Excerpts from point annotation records
------------------------------------------------

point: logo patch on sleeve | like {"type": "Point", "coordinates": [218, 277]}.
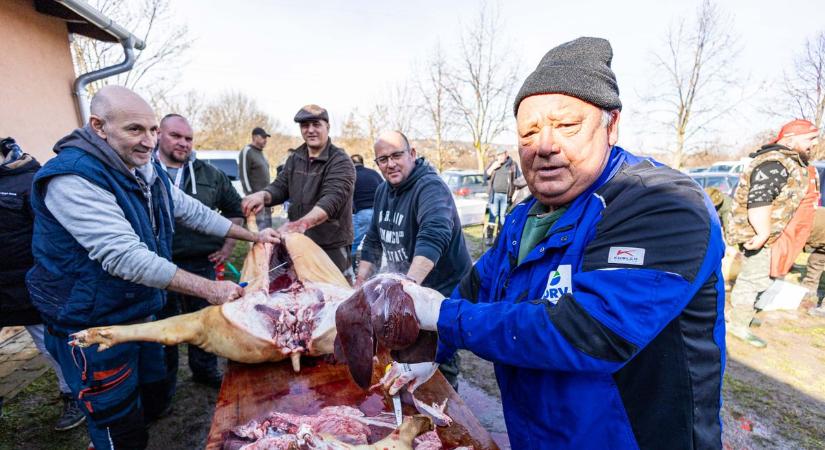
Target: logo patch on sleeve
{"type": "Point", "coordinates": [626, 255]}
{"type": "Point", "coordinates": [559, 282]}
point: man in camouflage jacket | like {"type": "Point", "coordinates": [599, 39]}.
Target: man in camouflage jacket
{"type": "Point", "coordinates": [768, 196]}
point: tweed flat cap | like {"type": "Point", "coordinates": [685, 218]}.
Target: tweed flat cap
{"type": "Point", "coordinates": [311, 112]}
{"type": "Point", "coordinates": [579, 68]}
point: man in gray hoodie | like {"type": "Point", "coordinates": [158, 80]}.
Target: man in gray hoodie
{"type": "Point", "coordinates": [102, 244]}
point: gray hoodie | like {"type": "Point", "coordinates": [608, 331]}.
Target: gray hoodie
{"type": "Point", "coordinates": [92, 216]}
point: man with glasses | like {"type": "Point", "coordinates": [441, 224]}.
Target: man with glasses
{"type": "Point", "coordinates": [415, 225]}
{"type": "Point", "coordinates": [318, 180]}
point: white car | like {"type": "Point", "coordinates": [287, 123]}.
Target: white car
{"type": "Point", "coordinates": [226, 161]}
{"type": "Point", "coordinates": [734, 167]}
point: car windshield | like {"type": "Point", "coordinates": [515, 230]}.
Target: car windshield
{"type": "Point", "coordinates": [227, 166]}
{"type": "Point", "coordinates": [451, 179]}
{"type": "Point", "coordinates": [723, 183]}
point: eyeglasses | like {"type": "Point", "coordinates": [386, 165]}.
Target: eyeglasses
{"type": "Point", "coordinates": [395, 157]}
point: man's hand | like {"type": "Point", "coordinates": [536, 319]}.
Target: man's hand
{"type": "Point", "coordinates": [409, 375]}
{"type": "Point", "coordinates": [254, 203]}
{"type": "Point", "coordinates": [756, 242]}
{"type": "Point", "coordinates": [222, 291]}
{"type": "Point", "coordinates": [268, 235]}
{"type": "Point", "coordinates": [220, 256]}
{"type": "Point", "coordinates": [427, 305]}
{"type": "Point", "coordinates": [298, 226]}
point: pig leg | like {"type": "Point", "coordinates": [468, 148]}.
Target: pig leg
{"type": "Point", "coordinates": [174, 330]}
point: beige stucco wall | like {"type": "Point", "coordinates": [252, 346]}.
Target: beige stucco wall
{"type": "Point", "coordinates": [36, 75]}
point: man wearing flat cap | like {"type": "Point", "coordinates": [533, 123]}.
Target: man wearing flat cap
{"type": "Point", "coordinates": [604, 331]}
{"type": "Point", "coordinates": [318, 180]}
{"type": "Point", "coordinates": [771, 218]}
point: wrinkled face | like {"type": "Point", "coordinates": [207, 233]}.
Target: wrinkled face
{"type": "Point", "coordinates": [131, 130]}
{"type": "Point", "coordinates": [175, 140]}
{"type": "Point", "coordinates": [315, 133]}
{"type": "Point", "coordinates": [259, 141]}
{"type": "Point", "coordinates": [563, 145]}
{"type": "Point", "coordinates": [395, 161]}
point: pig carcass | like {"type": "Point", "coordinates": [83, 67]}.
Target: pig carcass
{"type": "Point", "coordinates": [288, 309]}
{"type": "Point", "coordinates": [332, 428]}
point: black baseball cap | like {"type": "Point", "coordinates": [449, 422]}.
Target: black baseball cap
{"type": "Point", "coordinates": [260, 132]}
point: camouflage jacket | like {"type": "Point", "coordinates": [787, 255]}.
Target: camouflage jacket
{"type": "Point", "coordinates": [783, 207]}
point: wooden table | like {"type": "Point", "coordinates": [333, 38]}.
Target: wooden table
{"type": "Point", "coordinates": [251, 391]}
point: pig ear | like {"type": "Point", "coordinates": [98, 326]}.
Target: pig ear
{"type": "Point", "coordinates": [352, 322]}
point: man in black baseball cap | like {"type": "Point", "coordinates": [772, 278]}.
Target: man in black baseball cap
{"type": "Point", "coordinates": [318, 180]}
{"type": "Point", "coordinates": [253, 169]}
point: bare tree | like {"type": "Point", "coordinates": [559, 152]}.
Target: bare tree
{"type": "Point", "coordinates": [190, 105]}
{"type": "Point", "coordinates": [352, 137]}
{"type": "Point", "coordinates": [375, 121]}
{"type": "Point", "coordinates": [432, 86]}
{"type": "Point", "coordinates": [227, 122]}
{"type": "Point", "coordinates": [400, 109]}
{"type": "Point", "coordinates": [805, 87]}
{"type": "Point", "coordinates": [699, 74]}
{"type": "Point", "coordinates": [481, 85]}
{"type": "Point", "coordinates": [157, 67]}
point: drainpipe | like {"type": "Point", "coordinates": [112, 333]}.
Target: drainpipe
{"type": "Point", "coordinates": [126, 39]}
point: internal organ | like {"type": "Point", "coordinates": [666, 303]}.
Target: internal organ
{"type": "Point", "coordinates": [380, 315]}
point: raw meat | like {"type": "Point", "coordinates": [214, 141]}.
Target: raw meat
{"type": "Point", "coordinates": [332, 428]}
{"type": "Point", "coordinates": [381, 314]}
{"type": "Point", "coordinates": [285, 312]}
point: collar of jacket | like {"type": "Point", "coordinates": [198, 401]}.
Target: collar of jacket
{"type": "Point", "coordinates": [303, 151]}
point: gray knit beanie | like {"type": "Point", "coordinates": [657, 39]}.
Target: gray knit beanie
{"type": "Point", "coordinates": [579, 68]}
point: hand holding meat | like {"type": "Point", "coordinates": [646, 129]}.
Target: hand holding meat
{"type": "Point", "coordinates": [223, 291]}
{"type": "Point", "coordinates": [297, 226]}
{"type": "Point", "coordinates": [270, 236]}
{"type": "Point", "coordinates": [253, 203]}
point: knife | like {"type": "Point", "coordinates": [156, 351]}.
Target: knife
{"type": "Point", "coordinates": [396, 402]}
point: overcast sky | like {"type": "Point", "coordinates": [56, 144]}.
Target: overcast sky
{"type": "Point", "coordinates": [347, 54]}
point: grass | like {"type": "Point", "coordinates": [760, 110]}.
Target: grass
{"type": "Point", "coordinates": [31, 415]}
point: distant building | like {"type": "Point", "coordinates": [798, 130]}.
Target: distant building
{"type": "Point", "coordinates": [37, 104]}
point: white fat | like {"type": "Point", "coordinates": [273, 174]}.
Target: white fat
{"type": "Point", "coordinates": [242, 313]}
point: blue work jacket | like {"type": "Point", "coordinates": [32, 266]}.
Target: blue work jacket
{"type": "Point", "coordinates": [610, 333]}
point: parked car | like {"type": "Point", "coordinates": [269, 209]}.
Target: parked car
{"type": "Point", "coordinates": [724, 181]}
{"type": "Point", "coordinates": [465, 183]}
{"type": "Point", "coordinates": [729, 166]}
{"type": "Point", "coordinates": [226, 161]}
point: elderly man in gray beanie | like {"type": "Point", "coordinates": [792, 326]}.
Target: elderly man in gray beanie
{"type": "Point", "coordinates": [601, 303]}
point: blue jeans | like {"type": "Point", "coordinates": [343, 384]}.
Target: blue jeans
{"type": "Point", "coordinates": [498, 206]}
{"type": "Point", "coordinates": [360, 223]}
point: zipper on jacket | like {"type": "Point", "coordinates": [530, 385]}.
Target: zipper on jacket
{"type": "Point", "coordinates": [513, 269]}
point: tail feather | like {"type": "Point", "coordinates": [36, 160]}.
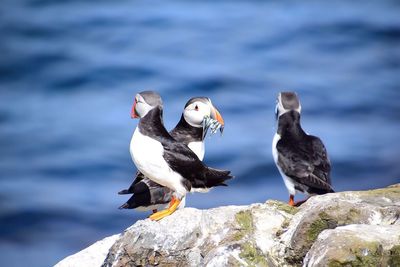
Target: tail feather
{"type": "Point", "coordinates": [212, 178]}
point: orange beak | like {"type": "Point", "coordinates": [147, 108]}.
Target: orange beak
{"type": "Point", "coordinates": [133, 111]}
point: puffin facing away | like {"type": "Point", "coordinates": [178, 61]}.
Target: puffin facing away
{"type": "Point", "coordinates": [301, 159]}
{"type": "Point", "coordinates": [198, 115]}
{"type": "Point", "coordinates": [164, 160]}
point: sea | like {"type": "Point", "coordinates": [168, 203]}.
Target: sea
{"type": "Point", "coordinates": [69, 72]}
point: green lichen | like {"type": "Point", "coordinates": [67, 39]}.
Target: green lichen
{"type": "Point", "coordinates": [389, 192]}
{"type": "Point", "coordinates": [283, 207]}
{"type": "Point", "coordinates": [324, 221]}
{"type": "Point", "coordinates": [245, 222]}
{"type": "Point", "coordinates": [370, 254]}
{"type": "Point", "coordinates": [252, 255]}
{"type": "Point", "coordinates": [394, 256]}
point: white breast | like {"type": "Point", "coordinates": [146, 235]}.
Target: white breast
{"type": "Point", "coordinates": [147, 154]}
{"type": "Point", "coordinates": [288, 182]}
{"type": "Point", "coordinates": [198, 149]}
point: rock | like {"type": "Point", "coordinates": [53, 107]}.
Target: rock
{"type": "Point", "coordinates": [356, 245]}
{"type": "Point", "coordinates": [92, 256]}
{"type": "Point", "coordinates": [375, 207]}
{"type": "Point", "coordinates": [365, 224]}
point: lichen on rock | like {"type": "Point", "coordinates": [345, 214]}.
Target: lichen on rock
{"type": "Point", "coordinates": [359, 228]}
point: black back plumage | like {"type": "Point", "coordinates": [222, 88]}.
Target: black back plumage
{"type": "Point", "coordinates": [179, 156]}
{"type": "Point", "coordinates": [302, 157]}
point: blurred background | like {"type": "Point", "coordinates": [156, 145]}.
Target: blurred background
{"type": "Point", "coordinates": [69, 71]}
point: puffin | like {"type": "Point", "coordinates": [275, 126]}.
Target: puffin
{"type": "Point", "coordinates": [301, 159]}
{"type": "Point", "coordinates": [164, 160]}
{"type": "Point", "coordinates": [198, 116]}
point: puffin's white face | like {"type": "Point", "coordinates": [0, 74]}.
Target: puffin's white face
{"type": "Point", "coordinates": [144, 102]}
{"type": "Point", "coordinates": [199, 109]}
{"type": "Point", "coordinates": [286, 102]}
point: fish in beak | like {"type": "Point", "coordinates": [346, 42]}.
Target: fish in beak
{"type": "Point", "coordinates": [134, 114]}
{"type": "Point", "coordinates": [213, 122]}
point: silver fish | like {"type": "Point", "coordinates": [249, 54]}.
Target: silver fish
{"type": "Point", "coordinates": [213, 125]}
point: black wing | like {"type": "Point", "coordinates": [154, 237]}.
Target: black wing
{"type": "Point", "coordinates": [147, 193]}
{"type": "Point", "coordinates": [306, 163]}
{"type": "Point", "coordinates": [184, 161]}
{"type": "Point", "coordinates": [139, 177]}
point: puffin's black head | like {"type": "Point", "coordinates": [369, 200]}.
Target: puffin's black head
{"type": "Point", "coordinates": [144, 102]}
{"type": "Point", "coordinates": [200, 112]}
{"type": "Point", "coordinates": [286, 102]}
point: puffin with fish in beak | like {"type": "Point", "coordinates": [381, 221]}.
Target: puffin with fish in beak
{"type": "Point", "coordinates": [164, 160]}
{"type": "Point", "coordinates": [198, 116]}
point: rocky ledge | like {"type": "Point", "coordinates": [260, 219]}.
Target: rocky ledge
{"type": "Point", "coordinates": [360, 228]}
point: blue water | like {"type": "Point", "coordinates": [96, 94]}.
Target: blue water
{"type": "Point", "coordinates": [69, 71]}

------------------------------------------------

> **TO DO**
Starting at the line that contains "point: silver fish" and continuing through the end of the records, write out each line as an item in a numbered list, leaving out any blank lines.

> **OUTPUT**
1. point: silver fish | like {"type": "Point", "coordinates": [249, 54]}.
2. Target: silver fish
3. {"type": "Point", "coordinates": [213, 125]}
4. point: black wing | like {"type": "Point", "coordinates": [154, 237]}.
5. Target: black wing
6. {"type": "Point", "coordinates": [147, 193]}
7. {"type": "Point", "coordinates": [306, 163]}
8. {"type": "Point", "coordinates": [184, 161]}
9. {"type": "Point", "coordinates": [139, 177]}
10. point: puffin's black head | like {"type": "Point", "coordinates": [369, 200]}.
11. Target: puffin's black head
12. {"type": "Point", "coordinates": [144, 102]}
13. {"type": "Point", "coordinates": [200, 112]}
14. {"type": "Point", "coordinates": [286, 102]}
15. point: puffin with fish in beak | like {"type": "Point", "coordinates": [381, 221]}.
16. Target: puffin with fish in beak
17. {"type": "Point", "coordinates": [164, 160]}
18. {"type": "Point", "coordinates": [198, 116]}
19. point: rocky ledge | like {"type": "Point", "coordinates": [260, 219]}.
20. Target: rocky ledge
21. {"type": "Point", "coordinates": [360, 228]}
22. point: blue water | like {"type": "Point", "coordinates": [96, 94]}.
23. Target: blue water
24. {"type": "Point", "coordinates": [69, 71]}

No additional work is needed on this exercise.